#### GIVEN EXERCISE
Reproduce the material from the line that contains "the blurred person in background" through the end of the material, and include nothing else. Keep the requests and their sample points unchanged, but multiply every answer coordinate by 1.65 and round it to a whole number, with halves rounding up.

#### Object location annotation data

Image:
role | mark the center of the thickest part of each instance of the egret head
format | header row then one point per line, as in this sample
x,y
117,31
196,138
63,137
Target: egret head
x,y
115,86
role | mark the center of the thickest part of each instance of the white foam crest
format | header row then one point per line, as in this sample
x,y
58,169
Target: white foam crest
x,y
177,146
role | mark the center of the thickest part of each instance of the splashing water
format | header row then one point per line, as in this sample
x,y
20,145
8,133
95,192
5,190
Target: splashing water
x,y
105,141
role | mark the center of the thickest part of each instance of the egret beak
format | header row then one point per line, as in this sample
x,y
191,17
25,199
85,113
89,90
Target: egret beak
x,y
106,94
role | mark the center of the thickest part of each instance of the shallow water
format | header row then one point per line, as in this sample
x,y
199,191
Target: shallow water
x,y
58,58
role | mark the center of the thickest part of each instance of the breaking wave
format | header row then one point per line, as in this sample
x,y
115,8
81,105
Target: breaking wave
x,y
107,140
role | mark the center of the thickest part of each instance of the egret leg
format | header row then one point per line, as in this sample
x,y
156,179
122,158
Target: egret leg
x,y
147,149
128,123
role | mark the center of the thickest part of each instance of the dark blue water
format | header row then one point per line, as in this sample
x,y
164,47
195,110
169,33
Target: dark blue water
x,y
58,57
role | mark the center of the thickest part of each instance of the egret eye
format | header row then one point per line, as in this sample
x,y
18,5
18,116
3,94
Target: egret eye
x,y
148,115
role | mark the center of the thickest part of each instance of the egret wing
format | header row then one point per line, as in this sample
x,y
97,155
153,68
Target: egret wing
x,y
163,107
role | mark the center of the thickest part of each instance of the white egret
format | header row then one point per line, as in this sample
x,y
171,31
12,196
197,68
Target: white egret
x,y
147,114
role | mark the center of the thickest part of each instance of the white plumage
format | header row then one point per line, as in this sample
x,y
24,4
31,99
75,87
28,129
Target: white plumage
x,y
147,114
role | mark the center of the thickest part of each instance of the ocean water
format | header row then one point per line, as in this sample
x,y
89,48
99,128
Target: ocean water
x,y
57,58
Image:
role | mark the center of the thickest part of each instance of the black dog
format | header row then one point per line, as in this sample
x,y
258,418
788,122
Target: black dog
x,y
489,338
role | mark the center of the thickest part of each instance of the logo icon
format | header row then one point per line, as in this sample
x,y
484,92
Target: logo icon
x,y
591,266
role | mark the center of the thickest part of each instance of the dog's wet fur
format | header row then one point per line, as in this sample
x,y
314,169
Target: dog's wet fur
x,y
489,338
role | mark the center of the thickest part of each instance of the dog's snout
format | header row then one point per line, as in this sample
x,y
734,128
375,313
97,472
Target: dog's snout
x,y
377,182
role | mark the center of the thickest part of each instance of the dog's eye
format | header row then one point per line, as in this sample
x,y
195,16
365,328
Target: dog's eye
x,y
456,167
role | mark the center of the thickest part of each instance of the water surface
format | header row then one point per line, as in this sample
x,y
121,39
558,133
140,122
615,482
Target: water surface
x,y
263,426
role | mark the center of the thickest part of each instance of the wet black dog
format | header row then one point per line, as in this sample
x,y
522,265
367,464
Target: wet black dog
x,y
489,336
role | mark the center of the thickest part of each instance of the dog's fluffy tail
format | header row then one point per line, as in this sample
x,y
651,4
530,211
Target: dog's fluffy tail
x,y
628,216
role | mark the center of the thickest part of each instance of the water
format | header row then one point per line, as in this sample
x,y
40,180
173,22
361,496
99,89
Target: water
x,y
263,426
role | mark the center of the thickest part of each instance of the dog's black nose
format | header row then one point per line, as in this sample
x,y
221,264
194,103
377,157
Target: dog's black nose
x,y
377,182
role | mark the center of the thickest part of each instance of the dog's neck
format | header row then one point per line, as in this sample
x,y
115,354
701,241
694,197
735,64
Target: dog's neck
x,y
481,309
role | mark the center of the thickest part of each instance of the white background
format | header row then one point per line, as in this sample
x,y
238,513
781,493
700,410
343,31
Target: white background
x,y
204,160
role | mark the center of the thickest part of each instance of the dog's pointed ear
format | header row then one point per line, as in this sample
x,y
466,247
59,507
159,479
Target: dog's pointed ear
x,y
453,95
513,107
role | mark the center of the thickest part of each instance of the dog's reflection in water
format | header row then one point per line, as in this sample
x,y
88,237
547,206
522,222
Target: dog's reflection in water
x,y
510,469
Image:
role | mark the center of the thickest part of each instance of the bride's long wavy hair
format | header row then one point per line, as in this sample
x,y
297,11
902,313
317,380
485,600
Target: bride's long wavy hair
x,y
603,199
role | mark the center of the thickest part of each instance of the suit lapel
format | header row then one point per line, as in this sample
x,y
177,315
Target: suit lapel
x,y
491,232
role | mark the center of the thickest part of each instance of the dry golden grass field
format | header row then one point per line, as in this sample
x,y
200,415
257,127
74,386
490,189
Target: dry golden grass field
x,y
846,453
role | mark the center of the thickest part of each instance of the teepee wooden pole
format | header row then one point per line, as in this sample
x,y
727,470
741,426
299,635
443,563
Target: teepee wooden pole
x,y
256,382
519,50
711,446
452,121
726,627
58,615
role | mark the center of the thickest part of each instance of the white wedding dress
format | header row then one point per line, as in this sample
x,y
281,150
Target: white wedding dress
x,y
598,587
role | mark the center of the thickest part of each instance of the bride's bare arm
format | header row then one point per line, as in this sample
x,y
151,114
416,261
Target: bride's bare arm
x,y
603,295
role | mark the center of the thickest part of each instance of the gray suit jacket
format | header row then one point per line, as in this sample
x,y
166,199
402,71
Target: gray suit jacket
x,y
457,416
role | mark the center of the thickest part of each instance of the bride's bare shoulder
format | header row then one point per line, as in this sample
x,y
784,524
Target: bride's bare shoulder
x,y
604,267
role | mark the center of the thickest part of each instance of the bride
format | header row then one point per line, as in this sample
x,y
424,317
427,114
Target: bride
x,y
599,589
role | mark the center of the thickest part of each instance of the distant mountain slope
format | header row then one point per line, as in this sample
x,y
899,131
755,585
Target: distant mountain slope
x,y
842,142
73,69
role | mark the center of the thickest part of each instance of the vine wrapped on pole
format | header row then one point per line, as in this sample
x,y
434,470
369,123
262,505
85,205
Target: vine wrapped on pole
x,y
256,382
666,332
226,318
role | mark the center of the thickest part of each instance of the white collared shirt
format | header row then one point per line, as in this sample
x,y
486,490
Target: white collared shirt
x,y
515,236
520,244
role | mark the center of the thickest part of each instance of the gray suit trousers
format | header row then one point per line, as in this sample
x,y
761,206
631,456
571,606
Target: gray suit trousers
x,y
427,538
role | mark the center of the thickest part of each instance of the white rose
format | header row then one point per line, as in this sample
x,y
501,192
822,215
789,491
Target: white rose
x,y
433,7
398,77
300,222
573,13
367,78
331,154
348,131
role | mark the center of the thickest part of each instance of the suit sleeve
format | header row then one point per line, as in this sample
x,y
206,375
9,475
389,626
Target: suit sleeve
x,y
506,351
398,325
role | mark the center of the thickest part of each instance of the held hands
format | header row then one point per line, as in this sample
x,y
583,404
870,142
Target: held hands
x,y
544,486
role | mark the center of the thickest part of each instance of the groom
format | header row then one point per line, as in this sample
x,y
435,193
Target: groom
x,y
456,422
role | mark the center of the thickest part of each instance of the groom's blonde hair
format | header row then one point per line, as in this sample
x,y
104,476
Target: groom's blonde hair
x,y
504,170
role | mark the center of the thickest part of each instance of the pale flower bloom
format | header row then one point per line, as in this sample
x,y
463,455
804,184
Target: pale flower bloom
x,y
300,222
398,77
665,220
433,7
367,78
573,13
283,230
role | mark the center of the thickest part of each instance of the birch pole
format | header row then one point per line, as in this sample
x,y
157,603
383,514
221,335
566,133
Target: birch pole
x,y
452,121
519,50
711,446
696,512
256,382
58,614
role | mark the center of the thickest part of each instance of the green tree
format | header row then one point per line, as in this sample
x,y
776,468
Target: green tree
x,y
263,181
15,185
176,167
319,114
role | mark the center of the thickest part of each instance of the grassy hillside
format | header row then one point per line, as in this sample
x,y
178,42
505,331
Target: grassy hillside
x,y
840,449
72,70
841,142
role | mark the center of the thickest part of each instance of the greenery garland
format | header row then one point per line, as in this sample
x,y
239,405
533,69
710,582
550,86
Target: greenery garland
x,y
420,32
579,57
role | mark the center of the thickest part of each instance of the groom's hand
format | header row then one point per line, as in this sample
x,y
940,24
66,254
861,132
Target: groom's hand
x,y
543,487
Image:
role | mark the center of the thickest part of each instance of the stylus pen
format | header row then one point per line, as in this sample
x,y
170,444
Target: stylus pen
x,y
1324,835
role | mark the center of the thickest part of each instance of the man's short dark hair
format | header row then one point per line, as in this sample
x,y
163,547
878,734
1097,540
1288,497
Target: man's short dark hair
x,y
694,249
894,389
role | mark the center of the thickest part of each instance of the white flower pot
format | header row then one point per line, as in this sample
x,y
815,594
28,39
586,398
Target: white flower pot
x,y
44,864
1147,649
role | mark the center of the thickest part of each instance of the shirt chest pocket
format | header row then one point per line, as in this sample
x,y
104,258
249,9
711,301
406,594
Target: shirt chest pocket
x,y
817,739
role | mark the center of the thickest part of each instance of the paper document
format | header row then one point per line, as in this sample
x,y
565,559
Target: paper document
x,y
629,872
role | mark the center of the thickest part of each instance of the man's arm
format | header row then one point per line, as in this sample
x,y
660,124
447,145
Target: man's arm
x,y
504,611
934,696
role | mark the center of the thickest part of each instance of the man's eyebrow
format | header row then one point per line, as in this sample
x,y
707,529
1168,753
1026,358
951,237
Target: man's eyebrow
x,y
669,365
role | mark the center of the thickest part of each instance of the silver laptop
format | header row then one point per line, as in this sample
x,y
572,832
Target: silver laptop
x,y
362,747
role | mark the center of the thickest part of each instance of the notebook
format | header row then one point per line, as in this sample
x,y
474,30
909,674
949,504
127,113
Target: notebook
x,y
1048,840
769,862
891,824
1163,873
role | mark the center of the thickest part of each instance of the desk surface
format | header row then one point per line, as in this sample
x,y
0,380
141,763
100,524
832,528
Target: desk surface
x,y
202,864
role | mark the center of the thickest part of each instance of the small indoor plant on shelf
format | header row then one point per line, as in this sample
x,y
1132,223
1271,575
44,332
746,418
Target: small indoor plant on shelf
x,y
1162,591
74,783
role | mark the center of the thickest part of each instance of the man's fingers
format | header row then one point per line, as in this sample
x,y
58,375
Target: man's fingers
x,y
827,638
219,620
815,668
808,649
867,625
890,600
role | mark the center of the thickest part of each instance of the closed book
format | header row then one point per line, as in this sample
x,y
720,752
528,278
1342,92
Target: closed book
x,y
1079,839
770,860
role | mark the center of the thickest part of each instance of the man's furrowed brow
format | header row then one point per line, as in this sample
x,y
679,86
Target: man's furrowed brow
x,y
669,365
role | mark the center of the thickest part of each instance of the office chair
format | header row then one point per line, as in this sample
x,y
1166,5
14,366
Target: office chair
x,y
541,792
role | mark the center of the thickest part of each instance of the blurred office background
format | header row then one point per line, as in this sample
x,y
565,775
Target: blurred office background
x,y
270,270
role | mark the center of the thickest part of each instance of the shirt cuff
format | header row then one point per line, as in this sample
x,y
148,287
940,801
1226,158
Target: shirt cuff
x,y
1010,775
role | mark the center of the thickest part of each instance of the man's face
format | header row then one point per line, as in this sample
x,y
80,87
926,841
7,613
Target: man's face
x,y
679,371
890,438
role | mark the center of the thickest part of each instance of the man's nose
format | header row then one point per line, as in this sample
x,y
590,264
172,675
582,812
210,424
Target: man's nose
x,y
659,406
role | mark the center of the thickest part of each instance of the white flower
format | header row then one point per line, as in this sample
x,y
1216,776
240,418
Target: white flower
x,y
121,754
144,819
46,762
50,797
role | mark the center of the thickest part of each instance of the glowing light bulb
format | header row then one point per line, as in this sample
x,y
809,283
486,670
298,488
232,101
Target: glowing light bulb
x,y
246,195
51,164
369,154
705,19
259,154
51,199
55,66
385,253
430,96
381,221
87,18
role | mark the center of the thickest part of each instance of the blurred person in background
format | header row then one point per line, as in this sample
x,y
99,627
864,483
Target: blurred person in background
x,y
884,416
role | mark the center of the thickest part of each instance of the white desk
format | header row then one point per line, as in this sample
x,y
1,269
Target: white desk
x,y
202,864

#### REPLY
role | mark the center of the thickest part of each instance of the blurred person in background
format | header row then one point per line, as in this sample
x,y
99,627
864,483
Target: blurred person in background
x,y
1459,686
role | mark the center of the thickest part of each instance of the white desk
format | header row then one point per line, as in this sample
x,y
1,269
Target: white desk
x,y
333,1426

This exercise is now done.